Task material
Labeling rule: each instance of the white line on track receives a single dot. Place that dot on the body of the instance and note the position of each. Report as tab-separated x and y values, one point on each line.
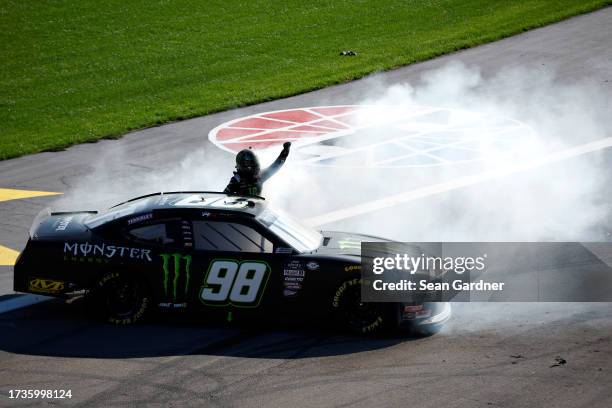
390	201
396	199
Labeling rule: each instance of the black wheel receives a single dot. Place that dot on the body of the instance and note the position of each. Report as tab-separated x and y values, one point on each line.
121	299
353	314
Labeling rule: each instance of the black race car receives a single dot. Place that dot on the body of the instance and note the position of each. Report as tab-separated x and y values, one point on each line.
229	257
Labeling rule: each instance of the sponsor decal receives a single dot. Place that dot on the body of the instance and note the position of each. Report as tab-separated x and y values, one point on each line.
104	251
349	243
292	285
140	218
289	293
372	326
293	276
172	268
293	272
63	223
45	285
168	305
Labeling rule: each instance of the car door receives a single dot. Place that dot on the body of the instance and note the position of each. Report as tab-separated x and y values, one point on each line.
170	244
240	267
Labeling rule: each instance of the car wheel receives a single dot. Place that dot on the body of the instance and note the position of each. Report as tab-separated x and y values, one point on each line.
121	299
353	314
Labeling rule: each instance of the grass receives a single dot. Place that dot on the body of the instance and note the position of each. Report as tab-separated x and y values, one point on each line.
78	71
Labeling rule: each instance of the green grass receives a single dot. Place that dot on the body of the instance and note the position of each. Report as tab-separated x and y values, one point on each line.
77	71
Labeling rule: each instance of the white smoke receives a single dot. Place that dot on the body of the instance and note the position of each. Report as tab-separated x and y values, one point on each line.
560	201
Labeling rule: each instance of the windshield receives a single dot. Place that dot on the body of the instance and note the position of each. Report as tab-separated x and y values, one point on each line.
300	237
117	212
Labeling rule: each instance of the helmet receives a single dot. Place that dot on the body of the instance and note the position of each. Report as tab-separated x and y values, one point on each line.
247	163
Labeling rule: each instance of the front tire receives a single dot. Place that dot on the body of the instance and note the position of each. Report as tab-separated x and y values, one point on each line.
352	314
121	299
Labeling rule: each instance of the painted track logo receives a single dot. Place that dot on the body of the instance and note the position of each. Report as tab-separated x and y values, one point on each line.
377	135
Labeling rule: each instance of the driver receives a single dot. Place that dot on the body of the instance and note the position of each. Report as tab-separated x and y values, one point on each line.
248	179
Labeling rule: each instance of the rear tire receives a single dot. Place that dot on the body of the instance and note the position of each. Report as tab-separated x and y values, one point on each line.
352	314
120	298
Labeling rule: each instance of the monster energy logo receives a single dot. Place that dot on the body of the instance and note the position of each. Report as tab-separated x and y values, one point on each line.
176	261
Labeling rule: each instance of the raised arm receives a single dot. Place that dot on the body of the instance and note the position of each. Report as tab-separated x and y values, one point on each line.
278	163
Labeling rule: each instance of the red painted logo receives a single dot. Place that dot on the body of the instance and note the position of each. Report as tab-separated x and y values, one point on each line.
376	136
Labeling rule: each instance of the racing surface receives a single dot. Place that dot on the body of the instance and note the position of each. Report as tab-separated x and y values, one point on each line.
488	355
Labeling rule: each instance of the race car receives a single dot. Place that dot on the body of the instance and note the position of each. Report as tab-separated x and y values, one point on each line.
226	257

Work to complete
Rewrite all of the data above, changing "Labeling rule" to "Annotation rule" wherever it occurs and leaving everything else as it is. Omit the pictures from your answer.

Completed task
Annotation rule: each instance of the white line on track receives a single dot. Place that dot on the body of the instance and note the position of each. Report as tab-separated x and y values, one point on each line.
390	201
396	199
Annotation rule: each instance of the black wheel receives a single dot. Place that dot on the body of the instance and note the position of each. Report as tab-separated x and y values, one point on each line.
121	299
353	314
Annotation rule: each instance of the black race car receives a single dot. Place that dot on the body of the instance and note the position of each. Report as tab-separated x and y values, one point on each line.
229	257
Annotation rule: each instance of the sponsor decal receives a single dot. Place that dot on the body of the instance and note the position of each. Report as tab-separated x and y values, one point on each line.
104	251
349	243
292	285
140	218
289	293
372	326
293	276
172	268
293	272
63	223
45	285
168	305
Annotation rule: each instance of the car door receives a single dot. Place that dot on the body of the instance and note the position of each. Report as tab-separated x and y values, one point on each line.
170	244
240	267
Annotation rule: each instance of the car wheel receives a single dot. Place that dot on the body of the instance and note the position of each. Report as tab-separated x and y values, one point on each line.
121	299
353	314
Annotation rule: each instance of the grass receives a single dot. Place that dot on the body of the instance and note the position of each. Report as tab-separated x and y values, one point on each line.
78	71
Annotation rule: each instance of the green grass receives a single dot. Place that dot on the body of the instance and note the position of each. Report as tab-separated x and y values, one point on each line.
77	71
Annotation rule: each instance of the white smoke receives a single dot. Place that dot on the body of the instance and note the position of each. Report as tab-separated x and y values, one point on each line.
560	201
Annotation rule: each instance of the windshield receives a single dot. Place that dot on the body of the instance and note the position of each. Report as tab-separated x and y values, one point on each line.
300	237
117	212
Annotation rule: each instance of the helmet receives a single dot. Place that dot on the body of the instance and note the position of each. Report as tab-separated x and y values, one point on each line.
247	163
Annotation rule: each instance of the front tire receives a single dot. Place that dot on the body of the instance and note the position of each. Report as tab-separated x and y values, one point on each line.
352	314
121	299
Annotation rule: each instance of the painted track logo receives a single dot. Place that dot on the body of the instance and note the position of each. Report as tab-separated x and y values, one point on each line.
377	135
Annotation rule: each instance of the driver receives a single dot. Place that dot on the body of the instance and note the position of each. Report as tab-separated x and y values, one point on each line.
248	179
Annotation rule: each instance of the rear tire receives a single dot. Place that dot on the body of the instance and note the position of each. Report as tab-separated x and y values, one point on each line.
352	314
120	298
Annotation rule: each instance of the monster energy logo receives a single dot. Place that dot on the body of the instance and note the position of each. Report as tab-separated x and y values, one point on each line.
176	261
Annotation rule: each instance of the raised arm receives a single dot. Place that dot on the body of the instance and note the position of each. Report as tab-separated x and y values, one point on each line.
278	163
Annotation rule: each instance of the red painted logo receives a single dot. Place that dot on the body of the instance and note the position of each. Report as tab-separated x and y values, one point on each line.
376	136
Annotation rule: each instance of the racing surface receives a single dot. Place that dot on the body of the instance and note the position of each. Report as tab-separated x and y values, one point on each line.
488	355
Annotation rule: each instance of the race car receives a single dot. Place that dot on the body of the instance and note the position of each. Report as tab-separated x and y values, one point on each line.
226	257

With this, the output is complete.